# START OF Supplied data

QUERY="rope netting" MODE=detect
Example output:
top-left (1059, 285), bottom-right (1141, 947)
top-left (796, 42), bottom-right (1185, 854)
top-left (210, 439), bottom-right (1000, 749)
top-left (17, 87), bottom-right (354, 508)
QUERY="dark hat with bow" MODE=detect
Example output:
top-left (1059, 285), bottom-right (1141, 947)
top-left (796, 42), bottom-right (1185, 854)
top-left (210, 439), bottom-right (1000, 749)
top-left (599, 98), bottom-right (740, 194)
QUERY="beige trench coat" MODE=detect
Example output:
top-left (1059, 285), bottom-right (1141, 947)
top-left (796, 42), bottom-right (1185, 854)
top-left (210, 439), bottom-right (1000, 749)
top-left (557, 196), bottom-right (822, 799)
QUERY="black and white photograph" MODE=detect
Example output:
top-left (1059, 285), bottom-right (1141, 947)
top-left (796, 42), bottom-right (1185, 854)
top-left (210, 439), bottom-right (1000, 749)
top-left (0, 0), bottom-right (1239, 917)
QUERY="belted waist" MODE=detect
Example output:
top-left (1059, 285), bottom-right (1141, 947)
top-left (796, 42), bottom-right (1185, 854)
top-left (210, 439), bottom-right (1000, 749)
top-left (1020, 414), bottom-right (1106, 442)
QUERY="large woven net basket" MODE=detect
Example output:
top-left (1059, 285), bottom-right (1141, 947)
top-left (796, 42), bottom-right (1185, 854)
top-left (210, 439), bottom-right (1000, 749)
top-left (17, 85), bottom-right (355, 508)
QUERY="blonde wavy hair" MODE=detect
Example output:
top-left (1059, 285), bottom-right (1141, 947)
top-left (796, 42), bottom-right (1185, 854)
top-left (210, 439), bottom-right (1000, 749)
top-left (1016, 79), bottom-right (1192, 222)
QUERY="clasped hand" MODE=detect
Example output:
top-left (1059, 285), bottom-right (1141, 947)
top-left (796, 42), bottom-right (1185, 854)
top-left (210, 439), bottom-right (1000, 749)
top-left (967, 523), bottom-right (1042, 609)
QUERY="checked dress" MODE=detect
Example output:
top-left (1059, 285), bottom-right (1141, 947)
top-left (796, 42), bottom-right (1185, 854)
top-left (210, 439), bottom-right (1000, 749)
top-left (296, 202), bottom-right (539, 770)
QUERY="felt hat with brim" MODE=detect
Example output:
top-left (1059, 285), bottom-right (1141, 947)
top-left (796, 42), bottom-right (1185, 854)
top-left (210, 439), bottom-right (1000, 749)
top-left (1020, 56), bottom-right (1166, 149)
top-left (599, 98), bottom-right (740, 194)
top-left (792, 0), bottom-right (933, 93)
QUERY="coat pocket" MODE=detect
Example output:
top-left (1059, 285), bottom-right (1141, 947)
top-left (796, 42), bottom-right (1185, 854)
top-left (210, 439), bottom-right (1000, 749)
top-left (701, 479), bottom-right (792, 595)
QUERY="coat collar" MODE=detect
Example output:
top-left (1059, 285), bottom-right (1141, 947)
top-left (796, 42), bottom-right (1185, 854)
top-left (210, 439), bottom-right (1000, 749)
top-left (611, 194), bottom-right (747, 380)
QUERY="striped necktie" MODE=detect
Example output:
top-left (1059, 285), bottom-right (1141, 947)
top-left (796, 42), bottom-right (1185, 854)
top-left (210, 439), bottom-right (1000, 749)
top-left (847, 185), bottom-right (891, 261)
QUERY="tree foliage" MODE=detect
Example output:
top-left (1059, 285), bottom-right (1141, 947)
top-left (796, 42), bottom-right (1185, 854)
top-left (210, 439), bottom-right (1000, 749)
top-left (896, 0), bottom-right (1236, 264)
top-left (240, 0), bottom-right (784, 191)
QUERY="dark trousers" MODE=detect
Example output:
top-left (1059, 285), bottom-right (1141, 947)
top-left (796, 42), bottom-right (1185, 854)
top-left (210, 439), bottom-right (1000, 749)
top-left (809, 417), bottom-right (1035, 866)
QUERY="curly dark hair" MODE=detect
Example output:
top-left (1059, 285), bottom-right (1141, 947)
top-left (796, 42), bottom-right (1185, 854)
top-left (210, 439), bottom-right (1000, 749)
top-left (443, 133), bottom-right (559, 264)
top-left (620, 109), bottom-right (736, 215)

# END OF Supplied data

Rewrite every line of the records above, requests included, from the start through the line containing "top-left (17, 87), bottom-right (354, 508)". Scale each coordinate in the answers by 0.45 and round to the nearest whole number, with halves rounding up, while leaving the numbers in the requests and their sample output lines unchanged.

QUERY="rope netting" MODE=detect
Example output:
top-left (1059, 285), bottom-right (1141, 947)
top-left (796, 42), bottom-right (1185, 854)
top-left (210, 439), bottom-right (1000, 749)
top-left (8, 39), bottom-right (159, 229)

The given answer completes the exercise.